Can you rewrite the part that opens with the line containing "QA review pass — verify and re-annotate all instances of wooden" and closes with the line containing "166, 219, 200]]", swapping "wooden door" for "front door" and leaving every other part of those items unchanged?

━━━━

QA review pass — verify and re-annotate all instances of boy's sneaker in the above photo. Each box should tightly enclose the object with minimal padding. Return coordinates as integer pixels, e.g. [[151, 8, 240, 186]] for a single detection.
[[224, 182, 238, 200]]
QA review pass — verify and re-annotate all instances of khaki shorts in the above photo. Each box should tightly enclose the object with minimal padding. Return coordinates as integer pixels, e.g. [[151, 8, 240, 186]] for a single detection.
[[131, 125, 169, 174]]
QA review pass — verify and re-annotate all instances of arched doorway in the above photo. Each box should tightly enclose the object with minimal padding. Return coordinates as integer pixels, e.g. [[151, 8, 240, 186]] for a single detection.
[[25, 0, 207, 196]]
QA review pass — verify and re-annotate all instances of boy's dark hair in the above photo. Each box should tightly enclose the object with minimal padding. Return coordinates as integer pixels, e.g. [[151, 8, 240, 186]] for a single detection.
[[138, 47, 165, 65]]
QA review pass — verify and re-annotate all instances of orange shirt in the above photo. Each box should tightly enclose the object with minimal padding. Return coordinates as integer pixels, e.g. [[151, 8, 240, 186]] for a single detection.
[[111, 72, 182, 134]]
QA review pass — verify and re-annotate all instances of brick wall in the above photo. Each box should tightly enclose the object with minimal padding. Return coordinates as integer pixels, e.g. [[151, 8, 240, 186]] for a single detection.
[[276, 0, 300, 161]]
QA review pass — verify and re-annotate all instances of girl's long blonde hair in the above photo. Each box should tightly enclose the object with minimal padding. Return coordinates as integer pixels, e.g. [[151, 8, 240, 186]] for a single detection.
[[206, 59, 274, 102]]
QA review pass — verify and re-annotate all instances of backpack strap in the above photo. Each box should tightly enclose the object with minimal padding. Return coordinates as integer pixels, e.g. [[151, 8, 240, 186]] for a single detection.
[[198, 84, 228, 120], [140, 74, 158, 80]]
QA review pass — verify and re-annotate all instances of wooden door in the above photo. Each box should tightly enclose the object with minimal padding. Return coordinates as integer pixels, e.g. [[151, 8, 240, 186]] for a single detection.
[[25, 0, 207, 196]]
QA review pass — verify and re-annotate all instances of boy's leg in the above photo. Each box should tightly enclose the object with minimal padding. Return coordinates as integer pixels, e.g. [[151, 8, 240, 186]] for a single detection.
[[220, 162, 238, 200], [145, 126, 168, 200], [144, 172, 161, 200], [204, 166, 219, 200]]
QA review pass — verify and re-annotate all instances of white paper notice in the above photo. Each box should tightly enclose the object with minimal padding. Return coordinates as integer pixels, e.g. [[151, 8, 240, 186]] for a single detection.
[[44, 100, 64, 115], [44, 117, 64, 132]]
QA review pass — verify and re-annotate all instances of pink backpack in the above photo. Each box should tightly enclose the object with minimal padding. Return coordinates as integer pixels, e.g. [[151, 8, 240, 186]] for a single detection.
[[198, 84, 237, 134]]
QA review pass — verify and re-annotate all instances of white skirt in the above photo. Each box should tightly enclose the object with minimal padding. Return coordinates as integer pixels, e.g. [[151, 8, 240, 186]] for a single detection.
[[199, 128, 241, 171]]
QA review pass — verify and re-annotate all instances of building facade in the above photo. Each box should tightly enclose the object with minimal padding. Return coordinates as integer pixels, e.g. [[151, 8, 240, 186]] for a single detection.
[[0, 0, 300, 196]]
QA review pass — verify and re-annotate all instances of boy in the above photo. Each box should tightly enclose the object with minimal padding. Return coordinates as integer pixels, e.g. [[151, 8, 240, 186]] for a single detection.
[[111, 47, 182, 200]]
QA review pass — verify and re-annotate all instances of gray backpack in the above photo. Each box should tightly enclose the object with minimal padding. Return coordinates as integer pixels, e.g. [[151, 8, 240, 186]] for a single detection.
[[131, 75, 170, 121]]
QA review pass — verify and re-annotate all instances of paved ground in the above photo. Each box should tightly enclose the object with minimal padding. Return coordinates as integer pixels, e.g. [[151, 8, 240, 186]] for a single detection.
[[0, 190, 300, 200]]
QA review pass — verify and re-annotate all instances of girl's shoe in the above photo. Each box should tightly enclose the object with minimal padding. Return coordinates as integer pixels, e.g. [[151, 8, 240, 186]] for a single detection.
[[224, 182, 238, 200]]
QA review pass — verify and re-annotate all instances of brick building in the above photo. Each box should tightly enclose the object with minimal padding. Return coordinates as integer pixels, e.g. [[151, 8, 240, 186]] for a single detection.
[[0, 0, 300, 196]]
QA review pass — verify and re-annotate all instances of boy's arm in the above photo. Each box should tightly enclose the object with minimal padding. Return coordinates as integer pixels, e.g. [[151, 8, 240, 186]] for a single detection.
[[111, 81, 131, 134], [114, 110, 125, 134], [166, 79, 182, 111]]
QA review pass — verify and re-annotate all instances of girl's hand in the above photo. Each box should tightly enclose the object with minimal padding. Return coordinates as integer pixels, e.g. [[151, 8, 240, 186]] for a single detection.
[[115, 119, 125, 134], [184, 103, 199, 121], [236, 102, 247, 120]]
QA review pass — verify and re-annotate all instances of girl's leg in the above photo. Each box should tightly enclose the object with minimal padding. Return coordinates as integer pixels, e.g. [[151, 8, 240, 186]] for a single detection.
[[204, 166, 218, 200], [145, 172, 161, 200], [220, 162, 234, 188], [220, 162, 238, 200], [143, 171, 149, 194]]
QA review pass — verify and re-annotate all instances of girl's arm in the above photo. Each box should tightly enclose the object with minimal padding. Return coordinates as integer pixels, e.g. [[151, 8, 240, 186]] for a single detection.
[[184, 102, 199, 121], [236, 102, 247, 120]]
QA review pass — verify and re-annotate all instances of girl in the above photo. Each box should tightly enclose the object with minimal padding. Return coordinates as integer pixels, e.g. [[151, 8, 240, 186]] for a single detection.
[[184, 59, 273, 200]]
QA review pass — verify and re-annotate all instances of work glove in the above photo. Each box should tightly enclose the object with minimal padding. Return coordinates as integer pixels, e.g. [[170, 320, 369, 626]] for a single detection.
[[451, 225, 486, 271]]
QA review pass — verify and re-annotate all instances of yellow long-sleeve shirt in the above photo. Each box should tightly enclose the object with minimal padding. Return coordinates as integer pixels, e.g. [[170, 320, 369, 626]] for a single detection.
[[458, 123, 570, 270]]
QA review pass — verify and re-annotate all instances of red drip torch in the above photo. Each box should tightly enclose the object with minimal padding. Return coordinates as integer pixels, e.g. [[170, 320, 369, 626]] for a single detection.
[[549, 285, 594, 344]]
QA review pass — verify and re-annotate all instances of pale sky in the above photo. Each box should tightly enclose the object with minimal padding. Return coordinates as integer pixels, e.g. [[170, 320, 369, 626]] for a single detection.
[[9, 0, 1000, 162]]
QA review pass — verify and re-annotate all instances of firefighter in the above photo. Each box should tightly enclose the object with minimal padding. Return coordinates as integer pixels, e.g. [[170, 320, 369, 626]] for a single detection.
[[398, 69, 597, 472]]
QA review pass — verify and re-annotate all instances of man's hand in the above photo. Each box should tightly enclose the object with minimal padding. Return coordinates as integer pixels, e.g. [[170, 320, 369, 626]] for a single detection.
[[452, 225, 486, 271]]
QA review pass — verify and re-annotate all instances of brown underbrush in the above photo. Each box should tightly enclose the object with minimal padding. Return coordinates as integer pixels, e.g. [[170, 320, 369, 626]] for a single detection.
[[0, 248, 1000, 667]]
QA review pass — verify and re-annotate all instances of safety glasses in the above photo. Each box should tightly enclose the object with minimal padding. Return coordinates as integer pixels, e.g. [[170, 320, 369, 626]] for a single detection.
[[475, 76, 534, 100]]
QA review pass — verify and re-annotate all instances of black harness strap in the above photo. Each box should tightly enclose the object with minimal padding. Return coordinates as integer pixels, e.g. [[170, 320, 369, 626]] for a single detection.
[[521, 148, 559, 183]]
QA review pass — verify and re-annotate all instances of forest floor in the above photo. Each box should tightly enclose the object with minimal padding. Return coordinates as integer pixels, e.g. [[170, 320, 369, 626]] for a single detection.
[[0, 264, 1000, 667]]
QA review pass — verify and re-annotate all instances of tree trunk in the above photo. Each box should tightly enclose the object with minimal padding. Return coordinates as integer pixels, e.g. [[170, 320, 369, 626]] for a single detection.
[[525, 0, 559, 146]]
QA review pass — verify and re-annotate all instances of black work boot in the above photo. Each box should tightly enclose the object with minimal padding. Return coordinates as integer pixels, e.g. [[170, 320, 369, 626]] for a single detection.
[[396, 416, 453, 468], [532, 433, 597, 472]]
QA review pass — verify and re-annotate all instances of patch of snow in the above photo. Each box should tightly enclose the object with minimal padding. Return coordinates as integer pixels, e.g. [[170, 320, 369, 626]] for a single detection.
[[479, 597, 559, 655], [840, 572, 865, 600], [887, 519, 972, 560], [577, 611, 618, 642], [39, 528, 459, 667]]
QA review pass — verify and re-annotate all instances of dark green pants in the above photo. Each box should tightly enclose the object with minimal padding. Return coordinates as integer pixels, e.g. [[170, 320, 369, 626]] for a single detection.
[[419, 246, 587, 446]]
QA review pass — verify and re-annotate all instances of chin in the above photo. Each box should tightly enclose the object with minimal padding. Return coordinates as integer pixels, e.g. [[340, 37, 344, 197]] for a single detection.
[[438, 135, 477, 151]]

━━━━

EXERCISE RESULT:
QA review pass — verify and re-annotate all instances of front door in the above photo. Each box should tightly enclose the object with minimal padding. Return coordinates as integer pixels, e.g. [[151, 8, 240, 186]] for a single detection.
[[25, 0, 207, 196]]
QA review pass — verify and re-annotate all instances of boy's leg in the above photo. Each box should tightly enclose the object with minimal padding. Return coordinates as integer pixels, e.g. [[151, 8, 240, 186]] for a single detection.
[[220, 162, 238, 200], [145, 126, 168, 200], [144, 172, 161, 200], [204, 166, 219, 200]]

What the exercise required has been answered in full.